→ Record extracts

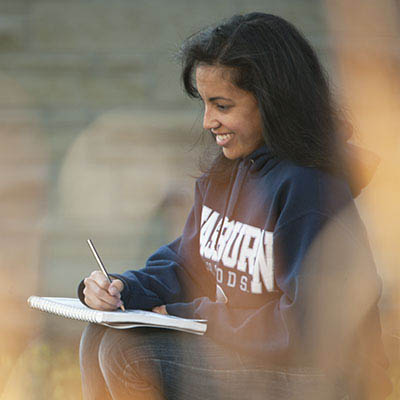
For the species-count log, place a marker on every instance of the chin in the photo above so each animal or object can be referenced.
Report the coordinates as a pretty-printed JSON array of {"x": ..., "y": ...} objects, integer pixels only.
[{"x": 231, "y": 155}]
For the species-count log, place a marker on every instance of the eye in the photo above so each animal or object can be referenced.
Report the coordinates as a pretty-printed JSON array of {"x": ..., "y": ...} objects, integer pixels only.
[{"x": 222, "y": 107}]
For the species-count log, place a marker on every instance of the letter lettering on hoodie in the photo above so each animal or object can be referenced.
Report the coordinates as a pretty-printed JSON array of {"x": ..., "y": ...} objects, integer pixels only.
[
  {"x": 225, "y": 235},
  {"x": 231, "y": 251},
  {"x": 249, "y": 248},
  {"x": 244, "y": 247},
  {"x": 207, "y": 228},
  {"x": 264, "y": 265}
]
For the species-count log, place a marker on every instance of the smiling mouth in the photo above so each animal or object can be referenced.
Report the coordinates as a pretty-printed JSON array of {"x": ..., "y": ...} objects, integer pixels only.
[{"x": 223, "y": 139}]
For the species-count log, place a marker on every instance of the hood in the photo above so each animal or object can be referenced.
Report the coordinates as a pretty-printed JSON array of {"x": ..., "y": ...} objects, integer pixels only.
[{"x": 361, "y": 165}]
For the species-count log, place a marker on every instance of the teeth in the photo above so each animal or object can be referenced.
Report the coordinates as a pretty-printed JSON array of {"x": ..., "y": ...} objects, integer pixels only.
[{"x": 223, "y": 137}]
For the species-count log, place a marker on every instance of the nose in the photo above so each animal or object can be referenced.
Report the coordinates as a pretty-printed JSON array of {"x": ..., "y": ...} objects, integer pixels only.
[{"x": 209, "y": 120}]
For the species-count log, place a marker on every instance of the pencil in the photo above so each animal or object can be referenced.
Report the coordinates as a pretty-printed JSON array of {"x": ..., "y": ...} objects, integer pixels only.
[{"x": 101, "y": 265}]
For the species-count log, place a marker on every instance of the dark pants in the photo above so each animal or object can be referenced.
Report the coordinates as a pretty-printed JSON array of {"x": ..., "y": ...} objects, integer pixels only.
[{"x": 147, "y": 363}]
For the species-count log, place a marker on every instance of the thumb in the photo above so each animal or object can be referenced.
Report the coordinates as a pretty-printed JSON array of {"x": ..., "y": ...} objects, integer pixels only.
[{"x": 116, "y": 287}]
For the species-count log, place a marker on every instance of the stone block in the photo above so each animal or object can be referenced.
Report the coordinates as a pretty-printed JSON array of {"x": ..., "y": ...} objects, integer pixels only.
[
  {"x": 78, "y": 90},
  {"x": 101, "y": 27}
]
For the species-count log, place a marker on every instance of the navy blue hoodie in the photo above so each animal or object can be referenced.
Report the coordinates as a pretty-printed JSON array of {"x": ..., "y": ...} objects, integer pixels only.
[{"x": 278, "y": 261}]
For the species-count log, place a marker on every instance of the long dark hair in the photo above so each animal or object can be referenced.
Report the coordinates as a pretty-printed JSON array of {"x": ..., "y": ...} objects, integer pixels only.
[{"x": 273, "y": 61}]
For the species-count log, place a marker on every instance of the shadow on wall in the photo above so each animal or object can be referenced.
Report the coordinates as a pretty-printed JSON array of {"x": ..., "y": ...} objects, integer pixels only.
[{"x": 24, "y": 166}]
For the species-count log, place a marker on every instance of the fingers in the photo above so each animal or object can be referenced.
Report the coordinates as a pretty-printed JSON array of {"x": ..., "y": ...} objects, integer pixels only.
[{"x": 100, "y": 293}]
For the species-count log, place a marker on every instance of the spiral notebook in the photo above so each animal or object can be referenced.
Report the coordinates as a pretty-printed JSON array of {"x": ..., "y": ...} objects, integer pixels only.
[{"x": 74, "y": 309}]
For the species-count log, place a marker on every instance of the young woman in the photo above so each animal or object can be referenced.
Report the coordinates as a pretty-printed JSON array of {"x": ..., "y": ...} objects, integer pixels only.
[{"x": 273, "y": 254}]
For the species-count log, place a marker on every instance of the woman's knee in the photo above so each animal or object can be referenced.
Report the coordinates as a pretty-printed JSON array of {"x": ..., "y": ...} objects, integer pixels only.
[
  {"x": 125, "y": 360},
  {"x": 89, "y": 344}
]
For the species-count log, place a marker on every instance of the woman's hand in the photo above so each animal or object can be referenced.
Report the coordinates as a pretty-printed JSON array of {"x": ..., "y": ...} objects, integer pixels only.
[
  {"x": 100, "y": 294},
  {"x": 160, "y": 310}
]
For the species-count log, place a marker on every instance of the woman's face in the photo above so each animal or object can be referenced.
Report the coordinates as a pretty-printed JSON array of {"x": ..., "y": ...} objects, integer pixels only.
[{"x": 230, "y": 113}]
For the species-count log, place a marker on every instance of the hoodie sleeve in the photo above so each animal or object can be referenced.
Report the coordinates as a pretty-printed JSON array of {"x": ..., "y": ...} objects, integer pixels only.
[
  {"x": 328, "y": 293},
  {"x": 174, "y": 273}
]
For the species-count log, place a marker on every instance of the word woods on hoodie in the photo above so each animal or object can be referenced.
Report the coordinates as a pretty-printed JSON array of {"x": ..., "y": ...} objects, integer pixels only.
[{"x": 241, "y": 255}]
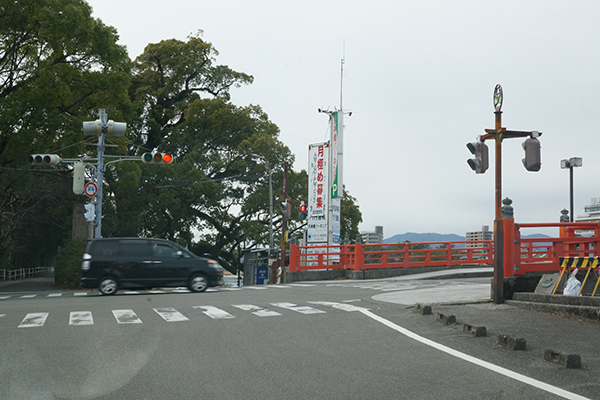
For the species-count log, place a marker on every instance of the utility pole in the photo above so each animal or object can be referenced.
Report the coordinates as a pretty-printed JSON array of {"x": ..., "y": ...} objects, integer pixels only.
[
  {"x": 499, "y": 134},
  {"x": 284, "y": 233}
]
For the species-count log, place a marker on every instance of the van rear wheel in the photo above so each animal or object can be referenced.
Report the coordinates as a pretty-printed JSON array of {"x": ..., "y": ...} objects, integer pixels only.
[
  {"x": 198, "y": 283},
  {"x": 108, "y": 285}
]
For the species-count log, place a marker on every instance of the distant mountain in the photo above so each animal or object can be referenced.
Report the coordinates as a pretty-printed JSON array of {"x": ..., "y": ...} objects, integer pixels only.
[
  {"x": 441, "y": 237},
  {"x": 424, "y": 238}
]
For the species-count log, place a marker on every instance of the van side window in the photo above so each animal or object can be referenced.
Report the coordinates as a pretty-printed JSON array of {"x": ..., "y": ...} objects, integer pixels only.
[
  {"x": 135, "y": 249},
  {"x": 105, "y": 248},
  {"x": 163, "y": 250}
]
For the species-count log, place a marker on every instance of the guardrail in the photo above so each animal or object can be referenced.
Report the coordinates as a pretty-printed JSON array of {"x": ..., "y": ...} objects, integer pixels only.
[
  {"x": 15, "y": 274},
  {"x": 393, "y": 255}
]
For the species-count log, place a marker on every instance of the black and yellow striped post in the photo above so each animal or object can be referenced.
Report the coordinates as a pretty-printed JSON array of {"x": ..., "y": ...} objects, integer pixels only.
[{"x": 591, "y": 263}]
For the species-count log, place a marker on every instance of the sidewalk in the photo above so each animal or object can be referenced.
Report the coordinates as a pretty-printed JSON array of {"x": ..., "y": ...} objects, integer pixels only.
[{"x": 38, "y": 284}]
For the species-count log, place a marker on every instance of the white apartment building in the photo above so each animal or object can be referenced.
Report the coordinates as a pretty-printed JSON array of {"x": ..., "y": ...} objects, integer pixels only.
[
  {"x": 373, "y": 237},
  {"x": 483, "y": 234}
]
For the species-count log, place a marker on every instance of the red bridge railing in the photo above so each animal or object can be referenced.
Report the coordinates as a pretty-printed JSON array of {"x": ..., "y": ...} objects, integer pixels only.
[{"x": 521, "y": 255}]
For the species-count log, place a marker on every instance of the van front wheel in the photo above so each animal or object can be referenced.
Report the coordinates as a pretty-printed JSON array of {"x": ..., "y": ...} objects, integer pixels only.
[
  {"x": 198, "y": 283},
  {"x": 108, "y": 286}
]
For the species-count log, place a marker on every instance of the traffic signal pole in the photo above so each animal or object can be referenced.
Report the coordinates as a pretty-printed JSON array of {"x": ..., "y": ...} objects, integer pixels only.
[
  {"x": 499, "y": 134},
  {"x": 100, "y": 173}
]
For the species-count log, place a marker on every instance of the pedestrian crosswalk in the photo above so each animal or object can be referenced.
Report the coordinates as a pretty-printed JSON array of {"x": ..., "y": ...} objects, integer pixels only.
[
  {"x": 170, "y": 314},
  {"x": 6, "y": 296}
]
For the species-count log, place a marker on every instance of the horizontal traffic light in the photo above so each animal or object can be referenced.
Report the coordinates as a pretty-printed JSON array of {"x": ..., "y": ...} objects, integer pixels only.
[
  {"x": 157, "y": 158},
  {"x": 479, "y": 163},
  {"x": 302, "y": 211},
  {"x": 43, "y": 159}
]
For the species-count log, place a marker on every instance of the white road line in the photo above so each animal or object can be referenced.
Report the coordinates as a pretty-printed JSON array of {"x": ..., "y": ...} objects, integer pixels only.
[
  {"x": 494, "y": 368},
  {"x": 339, "y": 306},
  {"x": 171, "y": 315},
  {"x": 33, "y": 320},
  {"x": 215, "y": 313},
  {"x": 300, "y": 309},
  {"x": 256, "y": 310},
  {"x": 126, "y": 317},
  {"x": 81, "y": 318}
]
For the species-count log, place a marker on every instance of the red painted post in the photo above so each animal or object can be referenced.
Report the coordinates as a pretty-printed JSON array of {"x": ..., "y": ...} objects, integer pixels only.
[
  {"x": 509, "y": 247},
  {"x": 359, "y": 256},
  {"x": 294, "y": 257}
]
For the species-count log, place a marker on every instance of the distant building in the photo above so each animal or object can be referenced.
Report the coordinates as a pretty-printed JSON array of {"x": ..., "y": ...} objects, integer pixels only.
[
  {"x": 592, "y": 212},
  {"x": 483, "y": 234},
  {"x": 373, "y": 237}
]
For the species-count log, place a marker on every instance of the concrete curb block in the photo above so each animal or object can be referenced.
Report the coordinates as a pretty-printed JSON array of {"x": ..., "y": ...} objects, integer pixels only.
[
  {"x": 476, "y": 331},
  {"x": 446, "y": 319},
  {"x": 422, "y": 309},
  {"x": 571, "y": 361},
  {"x": 511, "y": 343}
]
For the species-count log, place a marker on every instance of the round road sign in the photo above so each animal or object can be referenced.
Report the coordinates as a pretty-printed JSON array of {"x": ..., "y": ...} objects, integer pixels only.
[{"x": 90, "y": 189}]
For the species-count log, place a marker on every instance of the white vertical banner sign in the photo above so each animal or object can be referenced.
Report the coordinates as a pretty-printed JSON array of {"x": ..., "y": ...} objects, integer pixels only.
[
  {"x": 337, "y": 154},
  {"x": 318, "y": 193},
  {"x": 336, "y": 188}
]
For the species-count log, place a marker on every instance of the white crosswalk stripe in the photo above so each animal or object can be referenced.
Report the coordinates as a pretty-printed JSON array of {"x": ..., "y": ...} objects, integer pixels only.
[
  {"x": 215, "y": 313},
  {"x": 34, "y": 320},
  {"x": 256, "y": 310},
  {"x": 300, "y": 309},
  {"x": 126, "y": 317},
  {"x": 171, "y": 314},
  {"x": 81, "y": 318}
]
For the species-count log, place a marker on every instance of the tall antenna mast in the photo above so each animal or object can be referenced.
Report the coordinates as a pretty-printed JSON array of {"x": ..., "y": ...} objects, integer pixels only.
[{"x": 342, "y": 73}]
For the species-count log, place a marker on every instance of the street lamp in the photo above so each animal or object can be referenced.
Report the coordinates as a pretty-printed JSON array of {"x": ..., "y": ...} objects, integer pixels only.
[
  {"x": 256, "y": 156},
  {"x": 570, "y": 163}
]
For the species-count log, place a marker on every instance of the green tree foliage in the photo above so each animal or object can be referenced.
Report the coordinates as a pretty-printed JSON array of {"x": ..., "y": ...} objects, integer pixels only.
[
  {"x": 68, "y": 262},
  {"x": 57, "y": 65},
  {"x": 215, "y": 188}
]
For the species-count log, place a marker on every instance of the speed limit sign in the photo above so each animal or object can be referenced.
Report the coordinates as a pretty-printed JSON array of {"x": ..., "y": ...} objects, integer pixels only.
[{"x": 90, "y": 189}]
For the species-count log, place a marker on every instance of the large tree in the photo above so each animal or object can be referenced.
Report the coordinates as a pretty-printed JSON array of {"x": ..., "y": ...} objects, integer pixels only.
[{"x": 57, "y": 65}]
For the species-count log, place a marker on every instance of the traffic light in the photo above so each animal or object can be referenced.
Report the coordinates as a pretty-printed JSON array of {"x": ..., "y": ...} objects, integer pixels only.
[
  {"x": 286, "y": 209},
  {"x": 43, "y": 159},
  {"x": 533, "y": 155},
  {"x": 78, "y": 178},
  {"x": 90, "y": 212},
  {"x": 302, "y": 211},
  {"x": 157, "y": 158},
  {"x": 94, "y": 128},
  {"x": 480, "y": 162}
]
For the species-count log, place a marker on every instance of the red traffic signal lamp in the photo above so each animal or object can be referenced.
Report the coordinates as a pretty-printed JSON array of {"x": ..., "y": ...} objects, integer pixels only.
[
  {"x": 302, "y": 211},
  {"x": 533, "y": 155},
  {"x": 480, "y": 162},
  {"x": 43, "y": 159},
  {"x": 157, "y": 158}
]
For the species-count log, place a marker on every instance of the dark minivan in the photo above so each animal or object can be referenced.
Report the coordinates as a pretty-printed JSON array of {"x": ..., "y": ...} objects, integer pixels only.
[{"x": 136, "y": 263}]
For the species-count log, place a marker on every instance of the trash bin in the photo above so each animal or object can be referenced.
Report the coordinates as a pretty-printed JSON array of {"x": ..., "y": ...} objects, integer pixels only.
[{"x": 262, "y": 275}]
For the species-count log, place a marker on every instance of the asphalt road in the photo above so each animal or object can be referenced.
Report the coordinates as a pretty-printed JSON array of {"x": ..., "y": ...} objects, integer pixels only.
[{"x": 304, "y": 341}]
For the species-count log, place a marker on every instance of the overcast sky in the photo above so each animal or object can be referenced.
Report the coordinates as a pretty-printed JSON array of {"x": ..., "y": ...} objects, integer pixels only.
[{"x": 419, "y": 80}]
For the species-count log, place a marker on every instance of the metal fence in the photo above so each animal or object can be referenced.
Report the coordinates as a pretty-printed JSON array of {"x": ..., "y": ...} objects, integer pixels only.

→ Exercise brief
Rewrite everything from the line containing "of the asphalt" down to the end of the material, putting "field survey log" wherever "species-count log" appears and leaving everything else the same.

→ Reply to the exercise
For the field survey log, place a marker on every instance of the asphalt road in the photo above so each animal or object can be referenced.
Report the coordinates as a pretty-printed JSON array of {"x": ..., "y": ...} objects, integer pixels only.
[{"x": 304, "y": 341}]
For the field survey log, place a marker on every instance of the overcast sky in the photo above so each animal or object can be referenced.
Report the coordinates as a pretty-printed JSON array of {"x": ..., "y": ...} objects, integer pixels only.
[{"x": 419, "y": 80}]
For the field survey log, place a marker on every instance of the metal fence in the photo above so each animal or object can be referenced.
Report the coordinates as a pretty-printed JSON array of {"x": ..., "y": ...} objects, integer pixels only.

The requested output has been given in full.